● **Exercise task 1**: In the passage on PCFFF below, what does the abbreviation PCFFF stand for?
● **Exercise task 2**: Please translate this sentence from the PCFFF passage into Spanish: "Trust in high-stakes matters is often earned quietly—through competence under pressure and fluency in the language."
● **Exercise task 3**: According to the PCFFF passage, what did people build arguments from in federal vehicle product cases? List each one.

Answer Block
PCFFF — often spoken aloud as “PC Triple-F” — means post-collision fuel-fed fire: a rapid, high-intensity fire that can occur after a vehicle crash when the fuel system is compromised and fuel is ignited.
In the federal vehicle product cases I came up around in the late 1970s and early 1980s, the terminology wasn’t academic — it was the case. People built arguments from sequence, causation, design choices, and what the record actually said. I learned early that if you don’t understand the language, you can miss the meaning — and sometimes, you can miss the entire point.
Key Takeaways
- PCFFF (“PC Triple-F”) = post-collision fuel-fed fire: a post-crash fire that can start when fuel escapes a compromised fuel system and ignites.
- In serious products-liability matters—especially vehicle product cases—precision language matters. It isn’t “technical style.” It’s how experts and attorneys communicate cause, sequence, and responsibility.
- In high-stakes expert depositions, nothing is overlooked. Exhibit marking and cataloging, correct spellings of litigation-specific terms and jargon, and a clear set of stipulations are not small things—they help keep the record clean and usable when the case is moving toward trial.
- Trust in high-stakes matters is often earned quietly—through competence under pressure and fluency in the language.
- The attorneys and professionals you meet in this work can shape not only your career, but also the next generation—including, in my case, my son’s understanding of what law practice actually looks like.

● **Data block**:
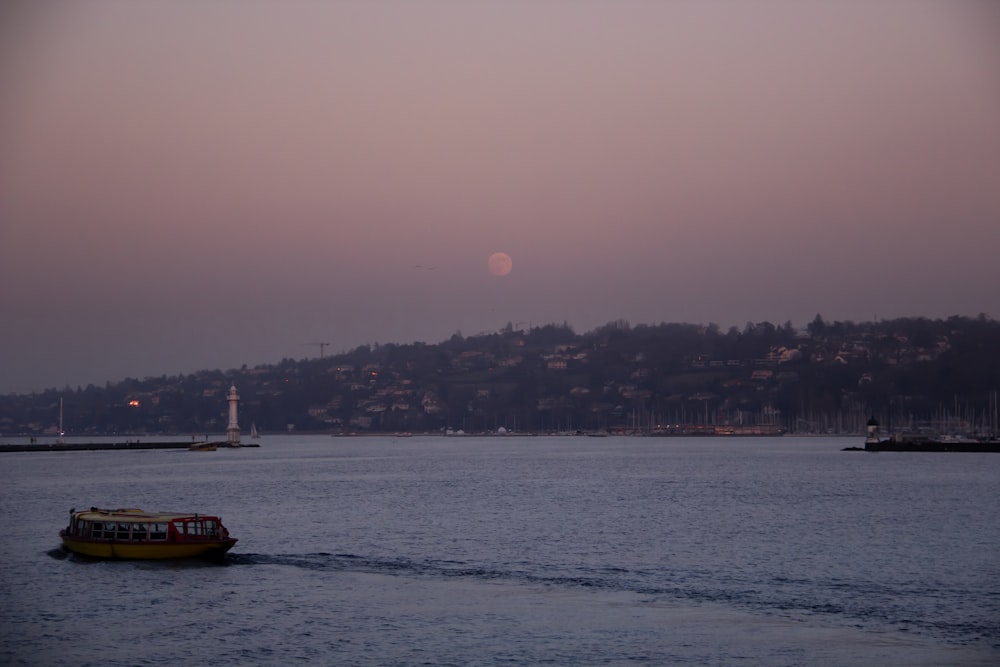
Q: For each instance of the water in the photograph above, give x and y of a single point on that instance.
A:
(573, 550)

● **Full solution 1**: Post-collision fuel-fed fire.

● **Full solution 2**: La confianza en asuntos de alto riesgo a menudo se gana discretamente: a través de la competencia bajo presión y la fluidez en el lenguaje.

● **Full solution 3**:
- Sequence
- Causation
- Design choices
- What the record actually said